**Aim**
Edit the items below, changing every "Kindly drop a point" to "Please place a point" and leaving all other text as it stands.

**Provided data**
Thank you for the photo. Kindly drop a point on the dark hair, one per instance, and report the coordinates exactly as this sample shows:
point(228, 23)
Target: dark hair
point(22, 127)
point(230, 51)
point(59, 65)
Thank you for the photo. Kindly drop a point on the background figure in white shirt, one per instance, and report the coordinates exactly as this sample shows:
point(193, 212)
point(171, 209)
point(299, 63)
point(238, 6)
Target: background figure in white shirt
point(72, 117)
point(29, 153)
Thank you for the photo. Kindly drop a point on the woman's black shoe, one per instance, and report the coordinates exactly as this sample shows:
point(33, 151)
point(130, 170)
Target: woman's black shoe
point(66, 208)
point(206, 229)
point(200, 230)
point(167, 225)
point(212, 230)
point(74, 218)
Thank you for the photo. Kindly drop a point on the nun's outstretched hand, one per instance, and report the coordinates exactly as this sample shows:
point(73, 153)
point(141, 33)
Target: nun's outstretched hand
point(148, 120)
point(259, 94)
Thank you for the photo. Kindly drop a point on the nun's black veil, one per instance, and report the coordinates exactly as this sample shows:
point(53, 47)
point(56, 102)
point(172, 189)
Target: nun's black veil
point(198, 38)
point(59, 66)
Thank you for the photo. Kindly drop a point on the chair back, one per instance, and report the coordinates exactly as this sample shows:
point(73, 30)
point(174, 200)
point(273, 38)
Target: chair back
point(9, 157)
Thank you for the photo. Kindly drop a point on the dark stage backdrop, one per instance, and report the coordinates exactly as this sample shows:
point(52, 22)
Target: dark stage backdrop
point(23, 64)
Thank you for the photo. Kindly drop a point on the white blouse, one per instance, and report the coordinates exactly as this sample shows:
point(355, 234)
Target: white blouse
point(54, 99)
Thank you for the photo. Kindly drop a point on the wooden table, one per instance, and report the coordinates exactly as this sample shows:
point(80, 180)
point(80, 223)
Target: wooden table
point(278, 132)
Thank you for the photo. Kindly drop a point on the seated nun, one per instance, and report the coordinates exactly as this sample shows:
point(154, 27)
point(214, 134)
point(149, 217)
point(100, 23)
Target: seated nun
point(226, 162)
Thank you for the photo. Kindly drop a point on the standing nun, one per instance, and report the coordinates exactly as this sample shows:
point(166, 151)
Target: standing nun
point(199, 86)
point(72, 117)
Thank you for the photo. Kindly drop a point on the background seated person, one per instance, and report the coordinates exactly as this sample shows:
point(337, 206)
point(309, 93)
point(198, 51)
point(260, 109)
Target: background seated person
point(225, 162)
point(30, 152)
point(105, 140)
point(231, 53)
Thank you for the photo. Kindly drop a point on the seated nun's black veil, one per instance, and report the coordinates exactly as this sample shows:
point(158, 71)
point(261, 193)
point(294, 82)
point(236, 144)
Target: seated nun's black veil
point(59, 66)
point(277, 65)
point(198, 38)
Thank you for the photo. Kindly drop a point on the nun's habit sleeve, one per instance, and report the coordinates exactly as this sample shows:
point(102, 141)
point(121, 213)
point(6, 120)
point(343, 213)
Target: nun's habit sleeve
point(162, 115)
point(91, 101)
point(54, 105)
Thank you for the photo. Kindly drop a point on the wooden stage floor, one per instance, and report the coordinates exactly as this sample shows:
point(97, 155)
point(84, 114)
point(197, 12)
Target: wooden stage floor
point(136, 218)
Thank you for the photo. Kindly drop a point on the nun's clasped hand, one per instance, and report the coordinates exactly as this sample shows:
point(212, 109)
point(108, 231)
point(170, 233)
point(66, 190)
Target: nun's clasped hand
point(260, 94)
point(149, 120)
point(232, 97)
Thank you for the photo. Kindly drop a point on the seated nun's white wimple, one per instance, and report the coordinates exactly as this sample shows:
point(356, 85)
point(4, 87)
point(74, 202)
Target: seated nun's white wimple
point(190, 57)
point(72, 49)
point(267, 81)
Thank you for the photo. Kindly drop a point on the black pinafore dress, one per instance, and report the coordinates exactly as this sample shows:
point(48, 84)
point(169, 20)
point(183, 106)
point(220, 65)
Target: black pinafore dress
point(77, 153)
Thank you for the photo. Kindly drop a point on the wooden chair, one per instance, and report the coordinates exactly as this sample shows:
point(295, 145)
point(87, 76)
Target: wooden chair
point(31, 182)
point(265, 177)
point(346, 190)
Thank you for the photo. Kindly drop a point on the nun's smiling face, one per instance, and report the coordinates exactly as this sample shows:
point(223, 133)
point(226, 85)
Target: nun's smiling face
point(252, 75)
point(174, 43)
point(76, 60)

**Answer in full**
Thank you for the photo. Please place a point on the dark hair, one per instance, and report the coordinates exactly as this sample shows:
point(228, 23)
Target: dark hair
point(22, 127)
point(230, 51)
point(59, 65)
Thank you for the photo. Please place a point on the background figure in white shirt, one per instance, and report the coordinates exactly as this sample shows:
point(193, 212)
point(171, 209)
point(299, 63)
point(238, 6)
Target: background figure in white shirt
point(72, 117)
point(29, 153)
Thank you for the photo. Please place a point on the woman's black shoe, one per instance, and report the coordinates exactly as this sample shows:
point(33, 151)
point(130, 170)
Target: woman's black shoe
point(66, 208)
point(206, 229)
point(200, 230)
point(167, 225)
point(212, 230)
point(74, 218)
Thank you for the photo. Please place a point on the nun's outstretched hand, one per instance, and report the coordinates exactly as this sample shows:
point(73, 153)
point(141, 33)
Target: nun's outstretched hand
point(148, 120)
point(259, 94)
Thank you for the photo. Please place a point on the nun's black veil, one per instance, and report the coordinates exactly as this sample shows:
point(53, 47)
point(56, 102)
point(172, 189)
Target: nun's black veil
point(198, 38)
point(59, 66)
Thank you for the photo. Please place a point on the chair back, one per instance, and report the coordinates exactly as this sample shows:
point(73, 30)
point(174, 200)
point(273, 38)
Target: chair back
point(9, 157)
Thank you for the photo. Please place a point on the dark stage backdrop, one per instance, and report the coordinates exactly as this sample shows:
point(52, 22)
Target: dark stage backdrop
point(23, 64)
Thank you for the photo. Please place a point on the white blouse, one per instance, and report the coordinates exactly as this sample shows:
point(355, 234)
Target: white blouse
point(54, 99)
Thank you for the photo. Please place a point on the wooden table, one per instance, and report the coordinates exactly as this sample shows:
point(80, 180)
point(80, 223)
Target: wooden table
point(278, 132)
Thank you for the photo. Please place a point on the seated nun, one per instance, and report the coordinates exactly as this sample shows:
point(154, 27)
point(214, 134)
point(149, 217)
point(100, 23)
Target: seated nun
point(226, 162)
Thank you for the photo. Please place a point on the standing nun, one per instance, and report the coordinates exactly as this sample shows:
point(166, 151)
Target: standing nun
point(199, 86)
point(72, 117)
Thank you for the photo. Please place a point on the background seated person, one per instance, and report the coordinates exactly as this sample shows:
point(337, 206)
point(309, 93)
point(198, 51)
point(260, 109)
Target: background seated person
point(225, 162)
point(30, 152)
point(105, 140)
point(231, 53)
Thank you for the photo. Please place a point on the seated nun's black veil, one per instance, and report the coordinates exactly as this sample shows:
point(158, 71)
point(261, 193)
point(294, 82)
point(236, 144)
Target: seated nun's black veil
point(59, 66)
point(277, 65)
point(198, 38)
Thank you for the photo. Please place a point on the nun's habit sleeve, one per instance, and report the coordinates exactly as this sample shows:
point(102, 141)
point(121, 213)
point(6, 120)
point(343, 213)
Target: nun's habit sleeve
point(162, 115)
point(91, 101)
point(54, 105)
Thank you for the photo. Please place a point on the wooden stage floor, one per instance, and report the coordinates exactly as this sample shows:
point(97, 155)
point(84, 114)
point(197, 12)
Target: wooden stage floor
point(136, 218)
Thank you for the photo. Please place a point on the nun's clasped hand, one per instance, and report the coordinates exactly as this sample shows:
point(212, 109)
point(108, 231)
point(170, 233)
point(66, 190)
Target: nun's clasped hand
point(260, 94)
point(149, 120)
point(232, 97)
Thank you for the photo. Please place a point on the seated nun's white wimple, one per instance, and report the coordinates exactly as this sample shows:
point(356, 85)
point(4, 87)
point(74, 202)
Target: seated nun's white wimple
point(190, 57)
point(72, 49)
point(267, 81)
Thank you for the photo. Please place a point on the black pinafore dress, one per instance, and report the coordinates exactly as this sample shows:
point(48, 84)
point(169, 20)
point(183, 106)
point(220, 65)
Target: black pinafore dress
point(77, 153)
Thank you for the photo. Please place a point on the wooden chair, one per instance, and report the coordinates exactly as this sample shows:
point(295, 145)
point(87, 76)
Target: wooden chair
point(31, 182)
point(265, 177)
point(346, 190)
Thank you for the photo. Please place a point on the nun's smiling face, one per instance, and report the coordinates exactly as this sample shows:
point(223, 133)
point(226, 85)
Target: nun's smiling face
point(252, 75)
point(174, 43)
point(76, 60)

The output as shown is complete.